If you ski off a cliff up near Mt Kosciusko and break both your legs who are you going to call?
The correct answer – members of the NSW Ambulance Alpine Operations Team on their snowmobiles and the Kassbohrer oversnow ambulance.
This was the rescue scenario involving a 32 year-old skier on 2 July 2022.
“The patient was in a party of three skiers skiing in Kosciusko’s Main Range area in the afternoon of 1 July,” recounted Station Officer Paul Taylor from Alpine Operations.
“It seems like he hit a patch of ice around Etheridge Ridge, and couldn’t stop himself going over a cliff.
“The skier remembers being in freefall for several seconds, so we estimate he fell about 10 metres.”
What happened next was unorthodox to say the least.
“Despite having an EPIRB (Emergency Position Indicating Radio Beacon), the patient decided to crawl around 600 metres through the snow to shelter in nearby Seaman’s Hut.”
“He took three hours to get there using his splitboard* to drag himself along the way.
“I know we ask people to consider if their urgency is an emergency before calling us, but I told this guy we’d have got him the night before if he’d just activated his EPIRB!” said an incredulous Paul Taylor.

Exercise tasks:
1. In the alpine rescue account, how far do rescuers estimate the skier fell?
2. Copy the alpine rescue account between "This was the" and "say the least.", inclusive.

Extracted data:
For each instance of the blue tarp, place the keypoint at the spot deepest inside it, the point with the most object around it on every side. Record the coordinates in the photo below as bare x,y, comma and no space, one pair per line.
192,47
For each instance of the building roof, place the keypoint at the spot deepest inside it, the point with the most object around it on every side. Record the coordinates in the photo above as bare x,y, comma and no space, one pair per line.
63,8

---

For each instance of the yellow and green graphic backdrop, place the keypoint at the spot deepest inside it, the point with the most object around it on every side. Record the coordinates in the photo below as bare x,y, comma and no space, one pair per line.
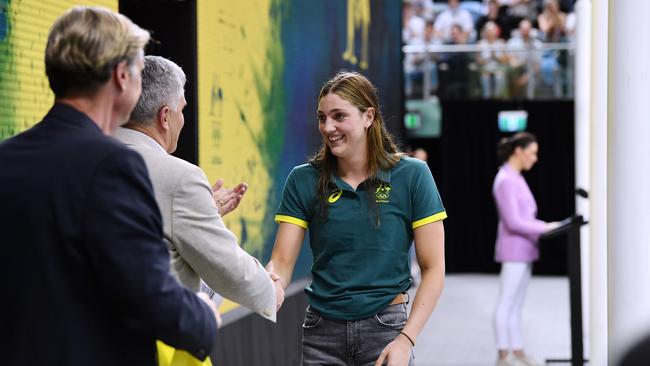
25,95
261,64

Solutions for each task:
1. About 10 metres.

2.
This was the rescue scenario involving a 32 year-old skier on 2 July 2022.
“The patient was in a party of three skiers skiing in Kosciusko’s Main Range area in the afternoon of 1 July,” recounted Station Officer Paul Taylor from Alpine Operations.
“It seems like he hit a patch of ice around Etheridge Ridge, and couldn’t stop himself going over a cliff.
“The skier remembers being in freefall for several seconds, so we estimate he fell about 10 metres.”
What happened next was unorthodox to say the least.